Extracted data entries:
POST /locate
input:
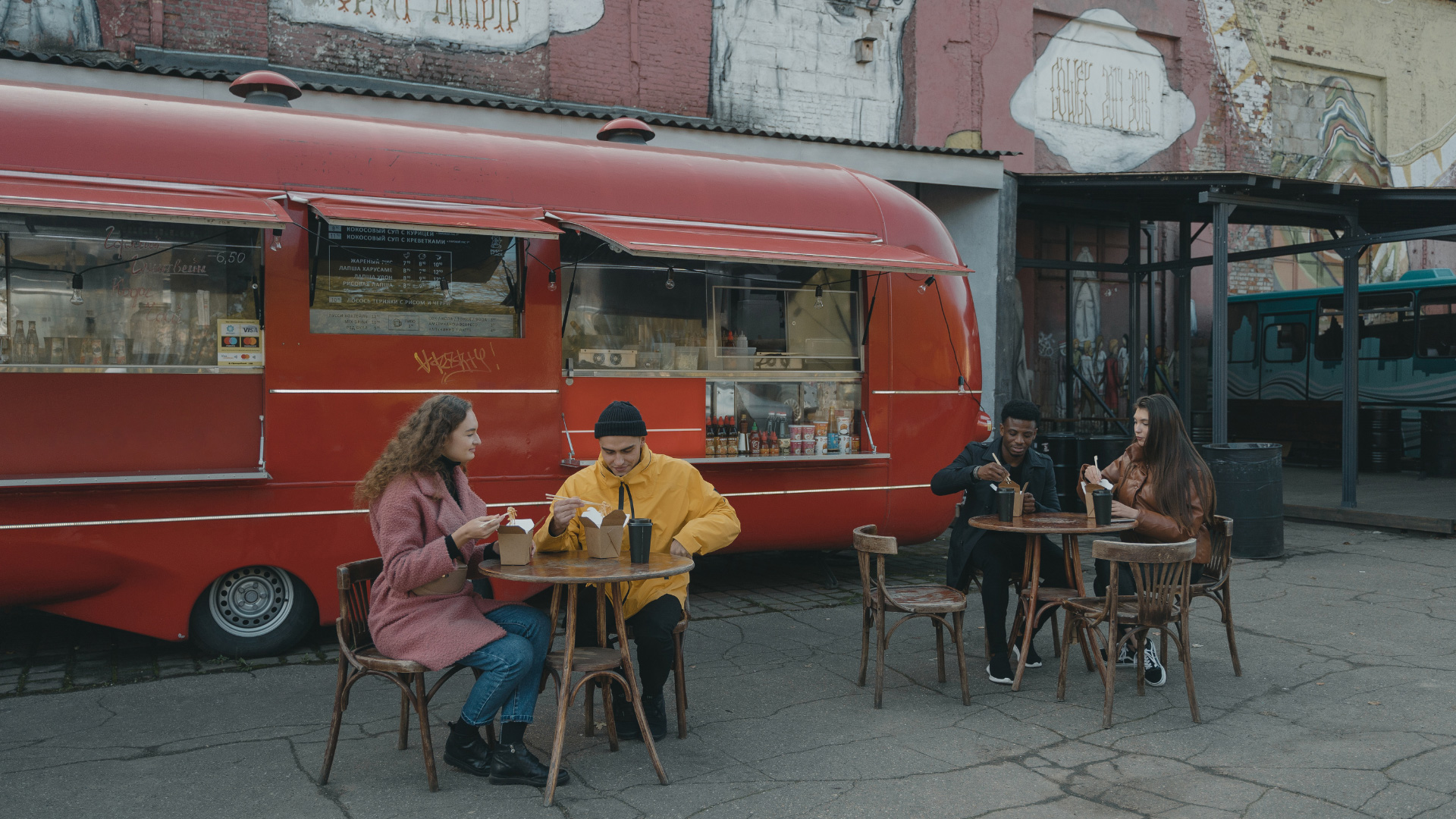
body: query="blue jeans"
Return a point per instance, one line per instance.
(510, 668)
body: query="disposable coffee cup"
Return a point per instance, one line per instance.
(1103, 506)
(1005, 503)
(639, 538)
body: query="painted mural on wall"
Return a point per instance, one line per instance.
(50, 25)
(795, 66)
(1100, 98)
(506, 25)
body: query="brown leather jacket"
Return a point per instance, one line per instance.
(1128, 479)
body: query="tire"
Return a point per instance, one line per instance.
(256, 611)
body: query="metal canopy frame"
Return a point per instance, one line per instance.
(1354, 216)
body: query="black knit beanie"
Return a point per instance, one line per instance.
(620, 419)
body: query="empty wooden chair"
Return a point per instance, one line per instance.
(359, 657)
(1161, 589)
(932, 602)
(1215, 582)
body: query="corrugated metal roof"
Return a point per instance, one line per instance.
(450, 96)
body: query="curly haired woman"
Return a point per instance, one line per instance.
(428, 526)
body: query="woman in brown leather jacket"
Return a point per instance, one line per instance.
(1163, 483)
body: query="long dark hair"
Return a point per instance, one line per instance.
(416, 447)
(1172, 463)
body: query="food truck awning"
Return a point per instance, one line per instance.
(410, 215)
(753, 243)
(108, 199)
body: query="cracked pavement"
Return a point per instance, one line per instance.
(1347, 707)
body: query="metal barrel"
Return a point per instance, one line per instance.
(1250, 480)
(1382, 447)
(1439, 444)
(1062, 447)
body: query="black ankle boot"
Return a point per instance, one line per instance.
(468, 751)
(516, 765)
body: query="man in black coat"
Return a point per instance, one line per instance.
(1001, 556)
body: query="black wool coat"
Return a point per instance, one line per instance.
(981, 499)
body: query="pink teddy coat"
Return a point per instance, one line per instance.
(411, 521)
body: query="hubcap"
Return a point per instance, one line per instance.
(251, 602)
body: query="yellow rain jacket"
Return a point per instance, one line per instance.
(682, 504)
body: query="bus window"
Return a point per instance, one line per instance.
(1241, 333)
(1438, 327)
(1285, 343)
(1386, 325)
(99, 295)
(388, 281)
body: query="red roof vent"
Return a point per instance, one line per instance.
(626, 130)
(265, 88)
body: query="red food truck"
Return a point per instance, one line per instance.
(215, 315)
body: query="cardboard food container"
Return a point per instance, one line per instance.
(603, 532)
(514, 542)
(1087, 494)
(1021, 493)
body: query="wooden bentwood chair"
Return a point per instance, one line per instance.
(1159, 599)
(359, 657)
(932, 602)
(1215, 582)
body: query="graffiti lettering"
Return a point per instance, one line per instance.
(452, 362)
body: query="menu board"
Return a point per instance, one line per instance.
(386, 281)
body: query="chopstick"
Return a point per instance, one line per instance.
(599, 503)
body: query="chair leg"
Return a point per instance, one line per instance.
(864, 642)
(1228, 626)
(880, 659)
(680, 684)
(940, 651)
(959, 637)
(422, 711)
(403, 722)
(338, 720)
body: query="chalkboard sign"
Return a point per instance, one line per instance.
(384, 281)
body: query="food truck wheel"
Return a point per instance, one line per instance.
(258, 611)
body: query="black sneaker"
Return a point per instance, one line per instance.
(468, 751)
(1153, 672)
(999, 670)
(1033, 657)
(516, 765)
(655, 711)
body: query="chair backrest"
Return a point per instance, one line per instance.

Required action:
Reproduce each entry precisely; the pictures stay out.

Completed task:
POST /locate
input:
body: query="blue jeans"
Return a point per instance, one line per instance.
(510, 668)
body: query="disposable coffee cup"
Return a point per instance, one line per instance.
(1103, 506)
(1005, 503)
(639, 538)
body: query="painted mural on wall"
Return a point per instance, one line per instance.
(50, 25)
(795, 66)
(1100, 98)
(506, 25)
body: query="brown leather jacket"
Return a point per instance, one line per instance.
(1128, 479)
body: query="tire"
Return a point per instance, one line per instance.
(256, 611)
body: query="metal canopy frame"
Return a point per instance, one line per instance.
(1354, 216)
body: query="black knit beanie"
Return a point per instance, one line per instance.
(620, 419)
body: query="empty wooden chair"
Return a point per instance, one line per instance.
(359, 657)
(1161, 589)
(932, 602)
(1215, 582)
body: query="corrugated metal roof"
Return a point per instance, one line per instance.
(450, 96)
body: query="curly haired woman"
Return a point per instance, one line per instance.
(428, 526)
body: query="woman in brown leather jacket"
Return a point per instance, one line per instance.
(1163, 483)
body: query="long dark hair"
Return a point per instance, one line per instance.
(416, 447)
(1172, 463)
body: query="food truck awning"
Return a point per instance, one line per instance.
(410, 215)
(753, 243)
(108, 199)
body: query="cracked pavement"
Return a point per instance, one line per instance.
(1347, 707)
body: query="metal barrel"
Return a point per instance, one line per instance.
(1250, 480)
(1382, 447)
(1439, 444)
(1062, 447)
body: query="black ankle boot"
Return a point per instance, one line per instance.
(468, 751)
(516, 765)
body: query="man in black coat"
Return a point per instance, one line per instance.
(1001, 556)
body: query="black wool coat"
Return a point per instance, one line per instance.
(981, 499)
body: query="pink teddy coat"
Return a point per instance, one line per instance.
(411, 521)
body: query="hubcap"
Return a point per instance, one line per instance.
(251, 602)
body: query="yellow rain jacket"
Return a point per instance, one line per instance.
(682, 504)
body: query="bus window"
Return a point per instance, one line per instance.
(1241, 333)
(1438, 327)
(1285, 343)
(1386, 325)
(99, 295)
(388, 281)
body: query="red roof vent"
Return a point per instance, one line per instance.
(626, 130)
(265, 88)
body: query="red food truck"
Return a point per instance, one line per instance.
(215, 315)
body: query="cardboard food container"
Return a point per instance, one line per instance.
(603, 532)
(514, 542)
(1087, 494)
(1021, 493)
body: query="wooden bentwood chair"
Return a point per instance, one line per instance.
(1159, 599)
(359, 657)
(932, 602)
(1215, 582)
body: query="graffiti lettering"
Return a point per instance, one line per instance.
(452, 362)
body: query="menu board"
Return a point per instance, one line per instance.
(386, 281)
body: query="chopstick"
Return a point per instance, one line per instance.
(599, 503)
body: query="chair leg"
Return a point per instance, one line per instance.
(864, 642)
(1228, 626)
(880, 659)
(680, 684)
(940, 651)
(959, 637)
(422, 711)
(403, 722)
(338, 720)
body: query="chalkboard sign"
Return a point per instance, one line per instance.
(384, 281)
body: query="food truck wheel"
Return a point per instance, one line per instance.
(258, 611)
body: query="black sneaker"
Return a point per instance, one line per instance.
(468, 751)
(1153, 672)
(999, 670)
(1033, 657)
(516, 765)
(655, 711)
body: query="chair backrest"
Return a point per instance, one line per instance.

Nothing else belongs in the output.